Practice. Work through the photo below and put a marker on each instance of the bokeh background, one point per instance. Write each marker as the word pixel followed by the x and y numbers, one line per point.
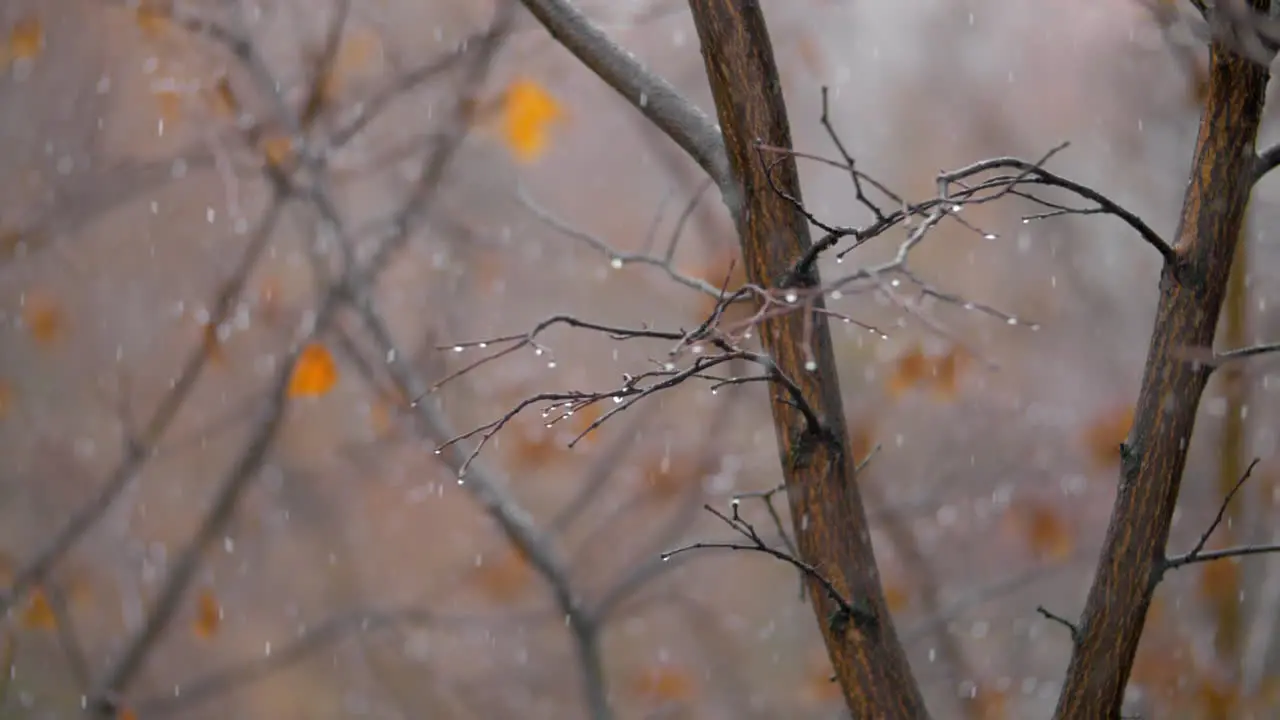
pixel 359 579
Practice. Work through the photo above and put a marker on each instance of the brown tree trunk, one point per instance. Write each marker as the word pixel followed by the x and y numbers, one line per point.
pixel 1155 455
pixel 817 463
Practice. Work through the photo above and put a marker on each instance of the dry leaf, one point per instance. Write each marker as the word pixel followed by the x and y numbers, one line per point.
pixel 278 150
pixel 26 40
pixel 897 597
pixel 152 19
pixel 666 683
pixel 222 99
pixel 1220 580
pixel 503 577
pixel 44 318
pixel 528 113
pixel 1105 433
pixel 213 345
pixel 315 372
pixel 909 370
pixel 1043 529
pixel 169 103
pixel 39 614
pixel 209 615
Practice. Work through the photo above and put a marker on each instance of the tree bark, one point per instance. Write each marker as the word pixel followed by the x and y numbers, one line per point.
pixel 817 464
pixel 1155 454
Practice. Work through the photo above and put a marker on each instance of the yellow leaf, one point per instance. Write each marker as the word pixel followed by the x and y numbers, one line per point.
pixel 666 683
pixel 528 114
pixel 908 372
pixel 26 40
pixel 223 99
pixel 209 615
pixel 1043 529
pixel 214 346
pixel 897 597
pixel 315 372
pixel 39 614
pixel 503 577
pixel 278 150
pixel 44 318
pixel 169 103
pixel 152 19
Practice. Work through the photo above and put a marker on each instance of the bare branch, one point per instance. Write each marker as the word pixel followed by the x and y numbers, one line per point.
pixel 141 447
pixel 1198 554
pixel 618 259
pixel 649 94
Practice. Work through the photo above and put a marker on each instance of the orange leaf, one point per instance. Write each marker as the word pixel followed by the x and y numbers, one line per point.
pixel 1105 433
pixel 44 318
pixel 528 114
pixel 946 374
pixel 151 19
pixel 666 683
pixel 1220 580
pixel 169 103
pixel 315 372
pixel 988 703
pixel 1045 531
pixel 26 40
pixel 223 99
pixel 897 597
pixel 209 615
pixel 278 150
pixel 860 441
pixel 39 614
pixel 504 577
pixel 213 345
pixel 909 370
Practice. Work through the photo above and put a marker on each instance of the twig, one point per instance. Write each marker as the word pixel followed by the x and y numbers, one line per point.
pixel 141 447
pixel 649 94
pixel 618 259
pixel 1198 554
pixel 513 522
pixel 1070 627
pixel 848 611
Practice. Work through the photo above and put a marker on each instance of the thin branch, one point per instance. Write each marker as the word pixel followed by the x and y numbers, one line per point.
pixel 141 447
pixel 1198 554
pixel 648 92
pixel 115 682
pixel 512 519
pixel 1266 162
pixel 848 611
pixel 618 259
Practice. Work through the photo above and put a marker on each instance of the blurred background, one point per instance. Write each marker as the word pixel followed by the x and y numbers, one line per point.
pixel 355 577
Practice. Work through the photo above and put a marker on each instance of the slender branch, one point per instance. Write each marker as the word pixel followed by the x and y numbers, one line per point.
pixel 105 698
pixel 648 92
pixel 515 523
pixel 1266 162
pixel 1198 554
pixel 141 447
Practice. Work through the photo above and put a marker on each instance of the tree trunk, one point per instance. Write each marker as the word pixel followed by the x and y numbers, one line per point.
pixel 1155 455
pixel 817 463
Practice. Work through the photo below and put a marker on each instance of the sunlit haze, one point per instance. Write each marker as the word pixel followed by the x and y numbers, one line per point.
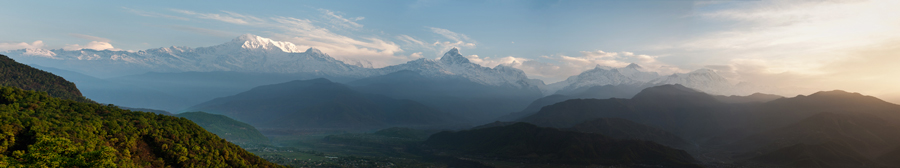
pixel 791 47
····················
Problem statement
Output everything in the material exactly. Pictures stay out of it.

Task output
Practice. Work through the photo below and put a marker on each instance of the bokeh background, one point per instance. Write each marker as the word pixel followed by the x and y numbers, one line per point.
pixel 359 579
Practice. Work through the photo above and put a marker on each instance of the brown tree trunk, one point per instance. Write each marker as the word pixel followed by the x and y numbers, one line per point.
pixel 1155 455
pixel 817 463
Practice. Work through the photo above and put a marker on each instance of the dry leaf, one point per instance. Write each marker as the word pixel followed by the x and y numbers, one line per point.
pixel 278 150
pixel 26 40
pixel 897 597
pixel 152 19
pixel 666 683
pixel 222 99
pixel 1220 580
pixel 503 577
pixel 44 318
pixel 528 113
pixel 1105 433
pixel 213 345
pixel 315 372
pixel 909 370
pixel 1043 529
pixel 169 103
pixel 39 614
pixel 209 615
Practice. Work through the photo above and put a marker on each instance of the tree bark, one point per instance. Write each marker as the word pixel followed by the x and y numbers, one line per point.
pixel 817 464
pixel 1155 454
Practice. Work through the photo above and put a marker on each instance of the yellow leaf, one point per instance. Write each marker as the word pixel followed by the x and y numbers, one line per point.
pixel 666 683
pixel 528 114
pixel 908 372
pixel 26 40
pixel 223 99
pixel 209 615
pixel 1043 529
pixel 214 346
pixel 897 597
pixel 315 372
pixel 39 614
pixel 503 577
pixel 278 150
pixel 44 318
pixel 169 103
pixel 152 19
Practice. Work through the photo above and put a marker on each instance of the bare branch, one point per instance. Write each marker as the word pixel followed by the x and y numbers, one line per point.
pixel 141 447
pixel 1198 554
pixel 618 259
pixel 649 94
Practice. Work through the photo above and put a marker on each instance of the orange leaf, one point per instance. Write each marker as the word pixel followed by the x and y numbers, one line per point.
pixel 1105 433
pixel 44 318
pixel 528 114
pixel 946 374
pixel 151 19
pixel 666 683
pixel 1220 580
pixel 169 103
pixel 315 372
pixel 988 703
pixel 1045 531
pixel 26 40
pixel 223 99
pixel 897 597
pixel 209 615
pixel 278 150
pixel 860 441
pixel 39 614
pixel 504 577
pixel 213 345
pixel 909 370
Practice. Work through the photo above and put a marker on each instance of the twig, one point per instance. Write each marker as the word pixel followed by the x and y numbers, one line per point.
pixel 141 447
pixel 649 94
pixel 618 259
pixel 1198 554
pixel 513 522
pixel 1070 627
pixel 848 611
Practice. Work through the photo above and put a marker on each instance of the thin branch, one point per instance. Write each marker as the word pixel followed by the x and y numbers, one line per point.
pixel 141 447
pixel 1198 554
pixel 648 92
pixel 115 682
pixel 512 519
pixel 1266 162
pixel 848 611
pixel 618 259
Practice. Work through the photo above and put a marker on each instance of the blurred background, one point per instance. Write each marker as the word pixel followed by the x and y numbers, one line per point.
pixel 355 577
Practice. Work through the photo above and put a marker on each instance of the slender branch, one point per instance. Write each marker as the word pixel followed by the x and y numbers, one line per point.
pixel 105 698
pixel 648 92
pixel 515 523
pixel 1266 162
pixel 1198 554
pixel 141 447
Practice. Work through the photo above and put a marker on each instance of the tree trunk, one point per instance. Write each marker as the word pixel followed by the x and y numbers, one line per point.
pixel 1155 455
pixel 817 463
Practice. Work through the photo below and put a marker on each instance of the sunlit haze, one point per instance. Write each marker as the word pixel followed by the x and y numbers, one line per point.
pixel 791 47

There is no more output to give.